With the term “food additive” is indicated a substance generally not consumed as a food but used during the production, packaging, storage and transport of a food.
For full definition, please consult European 89/107 / CE. The main ones are: coloring, preservatives, acidity and sapidity regulators, waxes and gases for packaging, thickeners, stabilizers and emulsifiers.
These substances are classified by an acronym composed of the letter E followed by three or four numbers. The first number indicates the family: E1XX are food coloring, E2XX preservatives, E3XX antioxidants, E4XX thickeners, stabilizers and emulsifiers, E5XX acidity regulators, E6XX flavor enhancers, E9XX waxes, foam and gas for the packaging.
Food additives can be of natural origin or artificial origin. This is not important from the point of view of food safety. Quoting the chemist Dario Bressanini “It’s NOT from the origin of a substance that can be deduced if it’s toxic or not.”
Now let’s see what are the most used in mixology.
Certainly among the most commonly used food additives there are thickeners, emulsifiers, foaming agents and acids (which fall into several categories).
The thickeners increase the viscosity of a liquid, hence its texture, but does not significantly alter its aroma. They can be polysaccharides such as corn starch, tapioca, agar-agar, potato starch or protein such as gelatin.

QUESTIONS TO ANSWER
**A)** Rewrite the part of the food additives text that opens with the words containing "Food additives can" and closes with "into several categories).", swapping "mixology" for "bartending".
**B)** Summarize the food additives text in two sentences.
**C)** Answer these questions from the food additives text, one per line:
(i) Which family does the code E3XX indicate?
(ii) Which chemist does the text quote?
(iii) Which protein does the text name as a thickener?

Collected data
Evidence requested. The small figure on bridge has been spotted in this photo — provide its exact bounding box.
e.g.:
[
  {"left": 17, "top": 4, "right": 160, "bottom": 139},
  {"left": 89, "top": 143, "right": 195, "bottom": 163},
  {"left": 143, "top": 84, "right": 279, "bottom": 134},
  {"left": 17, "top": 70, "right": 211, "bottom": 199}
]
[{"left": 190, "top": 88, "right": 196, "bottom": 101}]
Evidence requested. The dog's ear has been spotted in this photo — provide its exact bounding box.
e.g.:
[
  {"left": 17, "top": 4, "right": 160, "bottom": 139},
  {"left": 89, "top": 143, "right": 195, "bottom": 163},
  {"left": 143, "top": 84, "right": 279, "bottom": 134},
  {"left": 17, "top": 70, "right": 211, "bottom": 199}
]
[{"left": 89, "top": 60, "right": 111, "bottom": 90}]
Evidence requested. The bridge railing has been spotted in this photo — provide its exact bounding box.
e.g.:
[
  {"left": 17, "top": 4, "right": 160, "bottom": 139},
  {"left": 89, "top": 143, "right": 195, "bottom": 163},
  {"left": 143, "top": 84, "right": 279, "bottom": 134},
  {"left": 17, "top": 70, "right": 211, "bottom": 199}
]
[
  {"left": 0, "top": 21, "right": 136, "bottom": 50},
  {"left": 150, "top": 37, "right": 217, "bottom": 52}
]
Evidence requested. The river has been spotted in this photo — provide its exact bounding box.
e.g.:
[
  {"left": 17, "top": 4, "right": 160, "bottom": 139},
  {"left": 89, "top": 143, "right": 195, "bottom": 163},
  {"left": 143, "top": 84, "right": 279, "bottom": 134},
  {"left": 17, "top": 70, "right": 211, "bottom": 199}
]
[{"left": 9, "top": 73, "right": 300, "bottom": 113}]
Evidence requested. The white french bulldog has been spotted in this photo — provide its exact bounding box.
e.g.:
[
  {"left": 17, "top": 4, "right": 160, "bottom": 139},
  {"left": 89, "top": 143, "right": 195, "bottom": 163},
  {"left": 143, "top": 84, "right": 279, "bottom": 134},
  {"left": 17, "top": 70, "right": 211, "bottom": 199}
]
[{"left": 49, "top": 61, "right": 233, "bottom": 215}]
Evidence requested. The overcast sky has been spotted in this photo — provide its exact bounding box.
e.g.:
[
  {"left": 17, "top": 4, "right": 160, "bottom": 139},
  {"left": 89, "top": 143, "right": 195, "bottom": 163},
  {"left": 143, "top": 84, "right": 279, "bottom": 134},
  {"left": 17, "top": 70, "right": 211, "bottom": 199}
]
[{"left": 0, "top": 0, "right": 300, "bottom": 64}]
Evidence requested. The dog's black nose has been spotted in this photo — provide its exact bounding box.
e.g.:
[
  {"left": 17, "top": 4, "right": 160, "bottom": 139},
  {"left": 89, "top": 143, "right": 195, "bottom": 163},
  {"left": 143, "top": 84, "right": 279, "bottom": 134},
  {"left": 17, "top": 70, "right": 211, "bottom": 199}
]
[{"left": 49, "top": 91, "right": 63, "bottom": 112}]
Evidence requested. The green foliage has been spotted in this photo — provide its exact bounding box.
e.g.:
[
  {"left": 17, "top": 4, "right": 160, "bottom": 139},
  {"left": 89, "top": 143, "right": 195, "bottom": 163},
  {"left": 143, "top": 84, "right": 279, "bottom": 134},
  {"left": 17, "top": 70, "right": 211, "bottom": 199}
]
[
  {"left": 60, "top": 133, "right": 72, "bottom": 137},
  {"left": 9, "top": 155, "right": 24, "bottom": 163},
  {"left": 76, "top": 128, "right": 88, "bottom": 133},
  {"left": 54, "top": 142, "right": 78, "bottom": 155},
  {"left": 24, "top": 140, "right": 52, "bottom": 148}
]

---

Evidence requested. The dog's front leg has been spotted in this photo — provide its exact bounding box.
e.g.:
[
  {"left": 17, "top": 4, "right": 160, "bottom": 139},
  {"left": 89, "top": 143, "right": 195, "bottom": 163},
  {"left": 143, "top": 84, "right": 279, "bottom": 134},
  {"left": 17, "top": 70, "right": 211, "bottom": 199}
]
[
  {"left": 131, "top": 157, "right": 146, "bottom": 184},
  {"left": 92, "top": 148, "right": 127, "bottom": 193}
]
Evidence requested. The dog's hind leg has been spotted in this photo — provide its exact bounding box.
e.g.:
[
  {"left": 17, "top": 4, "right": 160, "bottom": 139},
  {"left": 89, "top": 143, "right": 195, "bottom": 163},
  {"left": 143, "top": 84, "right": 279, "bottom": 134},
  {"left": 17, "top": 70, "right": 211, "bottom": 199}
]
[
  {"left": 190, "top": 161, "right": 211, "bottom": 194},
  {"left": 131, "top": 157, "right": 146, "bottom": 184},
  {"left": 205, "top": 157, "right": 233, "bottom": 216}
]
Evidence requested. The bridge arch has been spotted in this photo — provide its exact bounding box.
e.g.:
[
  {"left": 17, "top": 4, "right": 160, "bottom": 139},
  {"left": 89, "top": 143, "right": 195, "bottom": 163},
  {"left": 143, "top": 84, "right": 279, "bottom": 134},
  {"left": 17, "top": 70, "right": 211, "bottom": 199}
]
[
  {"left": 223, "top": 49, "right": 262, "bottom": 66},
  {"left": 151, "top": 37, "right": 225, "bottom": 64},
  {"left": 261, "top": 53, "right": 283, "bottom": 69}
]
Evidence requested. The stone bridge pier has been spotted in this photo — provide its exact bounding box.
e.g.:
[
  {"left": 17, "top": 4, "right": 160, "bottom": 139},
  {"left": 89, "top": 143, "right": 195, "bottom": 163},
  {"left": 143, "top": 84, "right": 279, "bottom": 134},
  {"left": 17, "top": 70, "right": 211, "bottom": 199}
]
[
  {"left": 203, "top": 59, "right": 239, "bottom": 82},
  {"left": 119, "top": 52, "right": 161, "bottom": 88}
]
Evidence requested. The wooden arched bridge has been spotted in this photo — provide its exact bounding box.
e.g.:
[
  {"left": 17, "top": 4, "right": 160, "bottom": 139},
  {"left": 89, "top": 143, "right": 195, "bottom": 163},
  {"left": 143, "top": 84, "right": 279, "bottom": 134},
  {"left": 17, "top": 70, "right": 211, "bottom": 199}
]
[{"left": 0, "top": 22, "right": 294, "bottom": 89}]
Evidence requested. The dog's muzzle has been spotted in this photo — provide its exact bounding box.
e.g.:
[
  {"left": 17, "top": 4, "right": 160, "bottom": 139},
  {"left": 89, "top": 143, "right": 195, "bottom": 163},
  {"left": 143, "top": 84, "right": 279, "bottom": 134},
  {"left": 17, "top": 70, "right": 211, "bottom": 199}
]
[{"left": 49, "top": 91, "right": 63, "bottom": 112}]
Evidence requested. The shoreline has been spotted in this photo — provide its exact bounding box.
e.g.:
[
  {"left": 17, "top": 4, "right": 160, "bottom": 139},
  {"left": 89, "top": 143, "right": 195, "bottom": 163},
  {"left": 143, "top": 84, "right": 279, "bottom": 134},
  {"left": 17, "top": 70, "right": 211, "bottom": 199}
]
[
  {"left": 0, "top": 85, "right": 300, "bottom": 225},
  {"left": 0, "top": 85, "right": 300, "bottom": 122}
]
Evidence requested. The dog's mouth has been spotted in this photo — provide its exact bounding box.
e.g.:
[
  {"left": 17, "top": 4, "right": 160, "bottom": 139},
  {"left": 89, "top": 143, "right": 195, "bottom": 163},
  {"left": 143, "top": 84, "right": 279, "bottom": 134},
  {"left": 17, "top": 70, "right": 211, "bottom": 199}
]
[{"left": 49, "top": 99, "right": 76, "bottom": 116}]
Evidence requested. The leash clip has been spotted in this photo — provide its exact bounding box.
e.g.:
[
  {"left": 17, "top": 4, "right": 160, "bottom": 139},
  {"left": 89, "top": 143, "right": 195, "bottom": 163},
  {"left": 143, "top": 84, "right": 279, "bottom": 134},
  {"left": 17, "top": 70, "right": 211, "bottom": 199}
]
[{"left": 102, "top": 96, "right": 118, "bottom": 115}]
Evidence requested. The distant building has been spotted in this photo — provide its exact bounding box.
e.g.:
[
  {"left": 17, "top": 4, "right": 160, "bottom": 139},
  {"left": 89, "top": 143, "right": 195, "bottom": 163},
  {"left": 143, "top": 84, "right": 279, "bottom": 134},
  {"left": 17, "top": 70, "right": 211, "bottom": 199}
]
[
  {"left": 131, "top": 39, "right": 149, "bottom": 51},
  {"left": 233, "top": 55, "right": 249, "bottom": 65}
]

SOLUTIONS IN ORDER
**A)**
Food additives can be of natural origin or artificial origin. This is not important from the point of view of food safety. Quoting the chemist Dario Bressanini “It’s NOT from the origin of a substance that can be deduced if it’s toxic or not.”
Now let’s see what are the most used in bartending.
Certainly among the most commonly used food additives there are thickeners, emulsifiers, foaming agents and acids (which fall into several categories).

**B)** Food additives are substances not generally consumed as food but used in producing, packaging, storing and transporting it, and they are classified by the letter E followed by three or four numbers, the first of which indicates the family. Whether an additive is of natural or artificial origin does not matter for food safety, and the most commonly used additives in mixology include thickeners, emulsifiers, foaming agents and acids.

**C)**
(i) Antioxidants.
(ii) Dario Bressanini.
(iii) Gelatin.